Your objective
In the entries below, go to the line containing "Could you point out the jersey" and repeat it along with every later line, exactly.

Dataset entries:

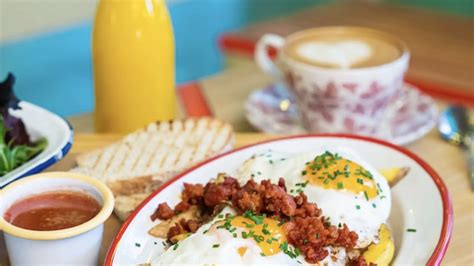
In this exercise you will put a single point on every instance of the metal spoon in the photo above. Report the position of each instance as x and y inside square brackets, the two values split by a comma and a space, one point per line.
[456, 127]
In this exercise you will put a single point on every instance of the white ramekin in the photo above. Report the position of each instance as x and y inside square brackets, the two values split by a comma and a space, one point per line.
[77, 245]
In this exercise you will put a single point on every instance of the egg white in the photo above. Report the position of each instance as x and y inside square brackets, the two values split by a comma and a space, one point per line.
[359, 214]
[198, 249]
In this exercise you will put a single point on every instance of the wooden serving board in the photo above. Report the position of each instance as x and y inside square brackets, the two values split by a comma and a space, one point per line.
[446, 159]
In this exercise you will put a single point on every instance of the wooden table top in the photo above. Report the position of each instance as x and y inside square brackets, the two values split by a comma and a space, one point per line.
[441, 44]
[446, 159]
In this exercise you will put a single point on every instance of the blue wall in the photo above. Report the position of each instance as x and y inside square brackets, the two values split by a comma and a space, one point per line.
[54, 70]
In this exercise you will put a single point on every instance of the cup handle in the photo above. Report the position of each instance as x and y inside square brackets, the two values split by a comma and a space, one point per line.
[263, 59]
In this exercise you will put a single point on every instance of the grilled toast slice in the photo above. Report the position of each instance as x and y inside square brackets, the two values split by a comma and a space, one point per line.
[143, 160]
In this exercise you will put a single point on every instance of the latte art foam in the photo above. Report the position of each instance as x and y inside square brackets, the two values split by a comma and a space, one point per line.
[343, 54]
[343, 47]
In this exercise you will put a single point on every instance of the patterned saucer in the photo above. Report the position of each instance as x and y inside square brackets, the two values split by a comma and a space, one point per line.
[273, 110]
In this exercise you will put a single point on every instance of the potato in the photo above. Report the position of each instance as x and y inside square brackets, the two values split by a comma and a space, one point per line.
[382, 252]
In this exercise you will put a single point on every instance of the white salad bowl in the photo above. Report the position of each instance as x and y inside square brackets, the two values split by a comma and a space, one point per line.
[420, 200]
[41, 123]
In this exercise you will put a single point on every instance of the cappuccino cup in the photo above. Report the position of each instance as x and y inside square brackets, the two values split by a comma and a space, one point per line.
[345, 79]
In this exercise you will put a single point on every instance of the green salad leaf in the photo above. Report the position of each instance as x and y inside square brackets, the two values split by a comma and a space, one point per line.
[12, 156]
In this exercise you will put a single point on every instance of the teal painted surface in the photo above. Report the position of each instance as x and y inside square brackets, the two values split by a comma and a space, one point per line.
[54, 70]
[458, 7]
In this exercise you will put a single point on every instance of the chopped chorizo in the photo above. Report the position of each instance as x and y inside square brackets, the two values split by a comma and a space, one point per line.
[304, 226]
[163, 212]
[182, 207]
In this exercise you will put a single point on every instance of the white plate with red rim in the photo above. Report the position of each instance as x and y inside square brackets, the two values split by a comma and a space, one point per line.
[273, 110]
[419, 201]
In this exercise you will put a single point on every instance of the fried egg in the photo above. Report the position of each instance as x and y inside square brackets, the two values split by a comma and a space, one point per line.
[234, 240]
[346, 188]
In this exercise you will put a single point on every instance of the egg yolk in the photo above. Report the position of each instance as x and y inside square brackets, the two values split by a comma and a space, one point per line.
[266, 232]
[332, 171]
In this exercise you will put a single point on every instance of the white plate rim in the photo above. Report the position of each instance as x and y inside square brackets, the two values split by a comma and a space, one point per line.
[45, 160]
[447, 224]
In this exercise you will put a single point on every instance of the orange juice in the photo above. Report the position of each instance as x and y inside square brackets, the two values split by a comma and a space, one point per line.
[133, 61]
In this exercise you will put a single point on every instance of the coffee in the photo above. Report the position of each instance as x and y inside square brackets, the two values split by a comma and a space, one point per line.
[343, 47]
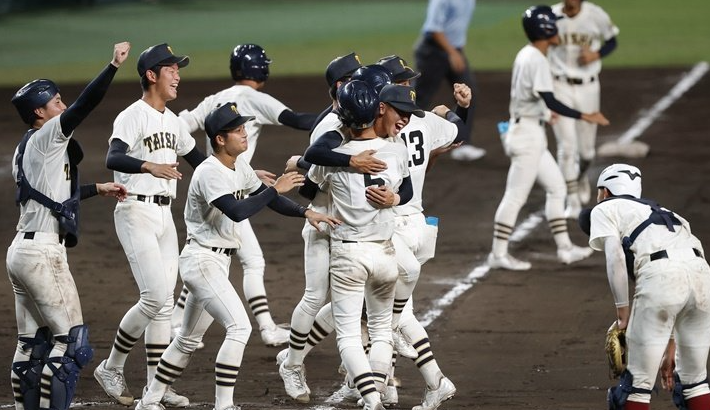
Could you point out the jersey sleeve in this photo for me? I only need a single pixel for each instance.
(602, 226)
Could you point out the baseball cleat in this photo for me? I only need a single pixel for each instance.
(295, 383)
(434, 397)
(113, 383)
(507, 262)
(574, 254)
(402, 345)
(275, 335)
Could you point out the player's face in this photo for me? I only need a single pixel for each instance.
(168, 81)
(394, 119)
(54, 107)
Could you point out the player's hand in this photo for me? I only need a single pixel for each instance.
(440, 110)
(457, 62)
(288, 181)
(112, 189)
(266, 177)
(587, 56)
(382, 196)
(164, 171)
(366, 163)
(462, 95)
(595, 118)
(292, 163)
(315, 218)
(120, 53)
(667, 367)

Written reply
Could you point out the jersey sleeve in this photo for me? I only need a single pixel for each instance.
(602, 226)
Could you point out the baseball cleat in this photo for me? I only need a single pixel for each instance.
(295, 383)
(434, 397)
(113, 383)
(507, 262)
(574, 254)
(402, 345)
(275, 335)
Could you point out the player's face in this photo for me? I only need a single pixel for each instance.
(168, 81)
(394, 119)
(54, 107)
Could you point out the player's hand in this photo for me? I only need a single pixel for each instance.
(440, 110)
(457, 62)
(288, 181)
(112, 189)
(266, 177)
(587, 56)
(382, 196)
(164, 171)
(366, 163)
(462, 95)
(595, 118)
(292, 163)
(315, 218)
(120, 53)
(667, 367)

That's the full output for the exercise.